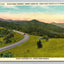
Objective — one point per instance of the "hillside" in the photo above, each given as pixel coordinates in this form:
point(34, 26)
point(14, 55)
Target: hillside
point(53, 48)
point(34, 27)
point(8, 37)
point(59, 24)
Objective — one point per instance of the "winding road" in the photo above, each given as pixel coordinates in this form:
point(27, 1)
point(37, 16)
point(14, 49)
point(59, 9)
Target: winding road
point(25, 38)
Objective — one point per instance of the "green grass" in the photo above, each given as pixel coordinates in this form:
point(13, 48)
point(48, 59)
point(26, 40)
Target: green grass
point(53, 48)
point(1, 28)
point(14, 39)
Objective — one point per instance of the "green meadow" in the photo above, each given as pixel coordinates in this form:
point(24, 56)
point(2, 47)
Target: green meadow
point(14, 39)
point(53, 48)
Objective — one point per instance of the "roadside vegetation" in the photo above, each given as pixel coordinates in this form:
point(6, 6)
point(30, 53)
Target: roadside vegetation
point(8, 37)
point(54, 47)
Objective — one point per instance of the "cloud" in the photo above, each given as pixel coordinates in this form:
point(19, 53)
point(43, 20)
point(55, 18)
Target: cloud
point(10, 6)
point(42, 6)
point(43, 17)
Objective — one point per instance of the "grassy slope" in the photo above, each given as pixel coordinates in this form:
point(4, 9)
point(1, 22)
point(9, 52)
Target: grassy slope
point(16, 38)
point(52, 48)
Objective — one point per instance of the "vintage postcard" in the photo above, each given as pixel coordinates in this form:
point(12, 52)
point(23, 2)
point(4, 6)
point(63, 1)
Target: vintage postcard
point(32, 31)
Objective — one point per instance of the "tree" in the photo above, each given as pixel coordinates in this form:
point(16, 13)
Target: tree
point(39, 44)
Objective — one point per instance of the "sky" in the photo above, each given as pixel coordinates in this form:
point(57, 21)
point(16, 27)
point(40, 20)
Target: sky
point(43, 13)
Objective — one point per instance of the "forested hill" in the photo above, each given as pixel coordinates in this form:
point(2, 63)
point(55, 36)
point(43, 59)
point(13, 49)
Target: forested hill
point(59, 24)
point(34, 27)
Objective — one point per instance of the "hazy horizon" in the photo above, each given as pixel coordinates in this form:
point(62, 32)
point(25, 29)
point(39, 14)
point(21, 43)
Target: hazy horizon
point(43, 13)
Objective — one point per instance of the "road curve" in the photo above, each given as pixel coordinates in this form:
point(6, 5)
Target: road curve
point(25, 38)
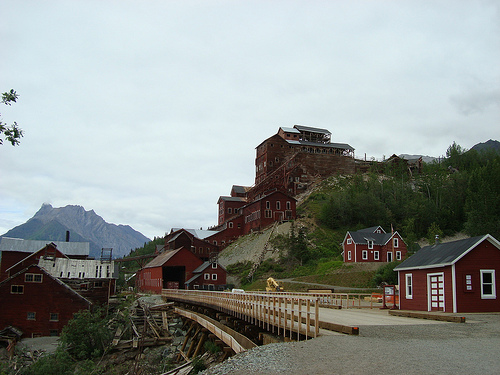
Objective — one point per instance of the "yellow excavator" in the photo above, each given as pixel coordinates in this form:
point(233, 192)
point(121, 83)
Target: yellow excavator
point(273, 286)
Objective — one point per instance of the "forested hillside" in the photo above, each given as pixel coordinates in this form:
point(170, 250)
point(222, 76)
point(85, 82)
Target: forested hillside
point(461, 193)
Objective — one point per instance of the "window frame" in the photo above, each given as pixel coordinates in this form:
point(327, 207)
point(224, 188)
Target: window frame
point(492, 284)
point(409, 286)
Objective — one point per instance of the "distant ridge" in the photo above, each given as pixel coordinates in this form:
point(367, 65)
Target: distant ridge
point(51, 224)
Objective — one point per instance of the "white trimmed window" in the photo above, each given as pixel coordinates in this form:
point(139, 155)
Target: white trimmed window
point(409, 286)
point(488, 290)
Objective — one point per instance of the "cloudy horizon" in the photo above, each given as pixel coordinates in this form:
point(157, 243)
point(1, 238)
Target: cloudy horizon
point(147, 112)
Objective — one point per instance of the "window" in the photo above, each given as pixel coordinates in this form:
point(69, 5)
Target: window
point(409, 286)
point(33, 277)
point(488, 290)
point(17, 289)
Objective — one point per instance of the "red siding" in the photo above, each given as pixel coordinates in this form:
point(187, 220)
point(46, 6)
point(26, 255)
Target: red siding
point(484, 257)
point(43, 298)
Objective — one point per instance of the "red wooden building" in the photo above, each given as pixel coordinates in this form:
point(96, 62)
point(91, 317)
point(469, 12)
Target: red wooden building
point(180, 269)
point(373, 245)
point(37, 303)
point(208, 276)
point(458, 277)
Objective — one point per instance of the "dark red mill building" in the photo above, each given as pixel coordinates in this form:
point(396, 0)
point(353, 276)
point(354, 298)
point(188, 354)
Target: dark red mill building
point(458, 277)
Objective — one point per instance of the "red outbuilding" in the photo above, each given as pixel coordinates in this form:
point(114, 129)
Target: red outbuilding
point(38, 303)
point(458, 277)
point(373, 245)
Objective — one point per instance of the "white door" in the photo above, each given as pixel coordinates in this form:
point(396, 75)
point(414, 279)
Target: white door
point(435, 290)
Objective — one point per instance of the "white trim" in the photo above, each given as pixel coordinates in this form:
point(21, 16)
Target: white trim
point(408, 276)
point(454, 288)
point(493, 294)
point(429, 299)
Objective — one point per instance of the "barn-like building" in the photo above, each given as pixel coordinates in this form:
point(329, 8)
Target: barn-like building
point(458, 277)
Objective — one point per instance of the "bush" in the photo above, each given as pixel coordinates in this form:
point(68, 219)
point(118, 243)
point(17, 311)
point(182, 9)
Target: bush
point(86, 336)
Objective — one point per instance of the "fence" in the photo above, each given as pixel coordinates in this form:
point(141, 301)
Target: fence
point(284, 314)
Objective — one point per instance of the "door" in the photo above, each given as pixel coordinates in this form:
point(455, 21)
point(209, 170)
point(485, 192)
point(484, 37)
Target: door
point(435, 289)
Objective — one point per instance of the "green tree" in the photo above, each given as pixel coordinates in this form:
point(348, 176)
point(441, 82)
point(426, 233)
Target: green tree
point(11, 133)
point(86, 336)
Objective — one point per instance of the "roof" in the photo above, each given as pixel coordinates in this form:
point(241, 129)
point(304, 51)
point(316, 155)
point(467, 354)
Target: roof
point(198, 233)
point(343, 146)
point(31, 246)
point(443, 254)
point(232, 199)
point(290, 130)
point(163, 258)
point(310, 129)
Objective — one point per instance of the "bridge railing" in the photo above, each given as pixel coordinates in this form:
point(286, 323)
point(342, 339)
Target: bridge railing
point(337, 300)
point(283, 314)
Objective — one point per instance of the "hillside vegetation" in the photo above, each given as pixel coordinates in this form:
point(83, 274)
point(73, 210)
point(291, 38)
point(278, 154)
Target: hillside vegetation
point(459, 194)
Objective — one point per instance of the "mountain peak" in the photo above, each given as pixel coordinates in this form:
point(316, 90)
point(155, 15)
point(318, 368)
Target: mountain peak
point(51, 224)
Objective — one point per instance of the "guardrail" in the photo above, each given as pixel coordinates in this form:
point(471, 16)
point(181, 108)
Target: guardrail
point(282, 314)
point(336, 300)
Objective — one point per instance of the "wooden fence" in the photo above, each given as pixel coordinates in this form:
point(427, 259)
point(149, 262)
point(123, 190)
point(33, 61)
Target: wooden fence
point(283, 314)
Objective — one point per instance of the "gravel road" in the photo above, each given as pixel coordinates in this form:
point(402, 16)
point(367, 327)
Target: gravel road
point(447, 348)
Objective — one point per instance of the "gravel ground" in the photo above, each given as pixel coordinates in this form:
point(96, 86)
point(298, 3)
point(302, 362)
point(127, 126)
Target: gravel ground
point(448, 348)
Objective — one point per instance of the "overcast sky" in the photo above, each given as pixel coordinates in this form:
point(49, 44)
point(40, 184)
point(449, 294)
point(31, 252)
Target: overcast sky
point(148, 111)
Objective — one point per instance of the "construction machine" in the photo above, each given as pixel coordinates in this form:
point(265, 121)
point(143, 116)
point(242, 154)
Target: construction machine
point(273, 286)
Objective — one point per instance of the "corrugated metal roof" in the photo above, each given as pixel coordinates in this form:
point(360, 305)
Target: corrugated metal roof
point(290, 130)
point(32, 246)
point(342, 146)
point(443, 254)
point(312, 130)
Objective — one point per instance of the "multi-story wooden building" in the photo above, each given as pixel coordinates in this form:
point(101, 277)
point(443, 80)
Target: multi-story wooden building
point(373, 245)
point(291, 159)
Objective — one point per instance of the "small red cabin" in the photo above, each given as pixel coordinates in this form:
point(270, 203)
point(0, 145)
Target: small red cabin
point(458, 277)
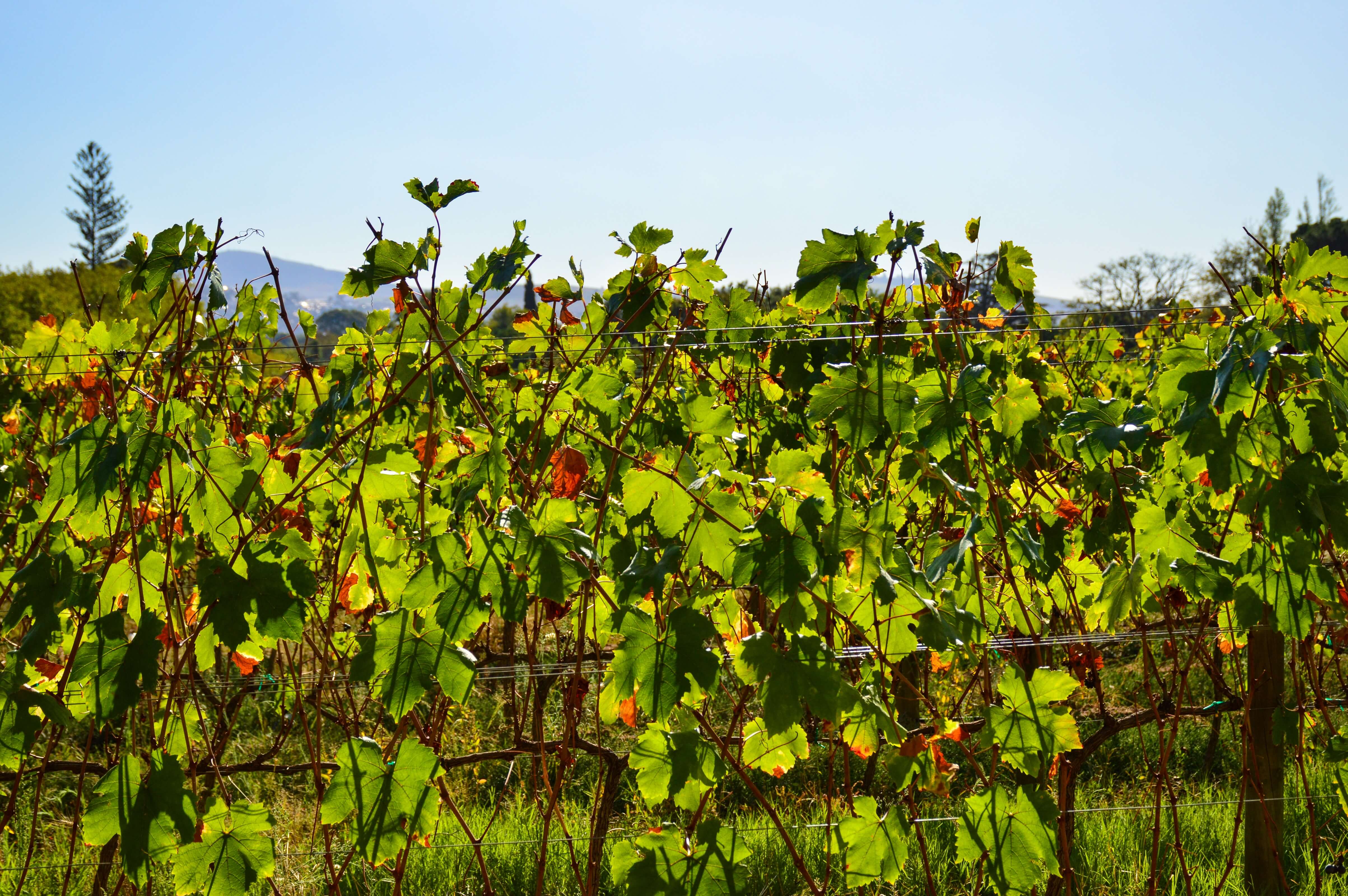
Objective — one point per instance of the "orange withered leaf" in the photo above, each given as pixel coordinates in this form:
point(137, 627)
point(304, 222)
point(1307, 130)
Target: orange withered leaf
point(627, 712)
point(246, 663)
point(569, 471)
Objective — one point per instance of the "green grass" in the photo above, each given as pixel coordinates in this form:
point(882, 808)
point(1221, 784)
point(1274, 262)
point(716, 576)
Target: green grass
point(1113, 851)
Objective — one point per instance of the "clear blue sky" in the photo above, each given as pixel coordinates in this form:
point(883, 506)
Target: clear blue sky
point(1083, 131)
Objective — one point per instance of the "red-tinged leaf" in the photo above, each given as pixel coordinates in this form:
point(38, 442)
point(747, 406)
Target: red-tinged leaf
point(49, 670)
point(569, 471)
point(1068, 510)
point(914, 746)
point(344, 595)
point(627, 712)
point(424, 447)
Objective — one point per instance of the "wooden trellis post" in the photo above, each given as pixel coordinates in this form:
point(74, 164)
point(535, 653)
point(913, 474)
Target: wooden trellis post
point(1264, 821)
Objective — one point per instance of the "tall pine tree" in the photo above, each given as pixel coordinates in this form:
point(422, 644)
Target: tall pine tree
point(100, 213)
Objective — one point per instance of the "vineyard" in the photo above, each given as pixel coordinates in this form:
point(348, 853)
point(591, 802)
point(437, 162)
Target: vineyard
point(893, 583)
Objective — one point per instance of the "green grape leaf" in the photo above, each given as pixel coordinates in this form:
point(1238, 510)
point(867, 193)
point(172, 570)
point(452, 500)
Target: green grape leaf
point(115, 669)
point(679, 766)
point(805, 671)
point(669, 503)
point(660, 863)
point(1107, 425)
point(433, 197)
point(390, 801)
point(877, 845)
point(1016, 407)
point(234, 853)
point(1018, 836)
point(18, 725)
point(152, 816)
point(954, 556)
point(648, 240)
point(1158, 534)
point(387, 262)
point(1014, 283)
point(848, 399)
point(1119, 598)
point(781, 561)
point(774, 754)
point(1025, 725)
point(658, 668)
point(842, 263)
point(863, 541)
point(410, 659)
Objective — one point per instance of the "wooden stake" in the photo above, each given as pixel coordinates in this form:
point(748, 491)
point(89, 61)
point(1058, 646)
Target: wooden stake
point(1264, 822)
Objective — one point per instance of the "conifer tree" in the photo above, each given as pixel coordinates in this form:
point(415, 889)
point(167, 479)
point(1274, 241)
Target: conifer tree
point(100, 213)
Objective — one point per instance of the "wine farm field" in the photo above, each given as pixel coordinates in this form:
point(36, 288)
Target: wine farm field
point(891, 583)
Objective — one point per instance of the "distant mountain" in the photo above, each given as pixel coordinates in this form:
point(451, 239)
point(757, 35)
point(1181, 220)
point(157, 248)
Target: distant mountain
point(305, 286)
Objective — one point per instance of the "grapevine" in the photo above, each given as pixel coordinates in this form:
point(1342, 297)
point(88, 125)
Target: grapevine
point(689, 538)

» Required task: Report each line of the rows above that contains the string "wine". Case counts, so match only that exact capitalization.

» Written reply:
Objective — one point per instance of the "wine farm field" in the photo above, each given as pixel coordinates in this form:
Target: wine farm field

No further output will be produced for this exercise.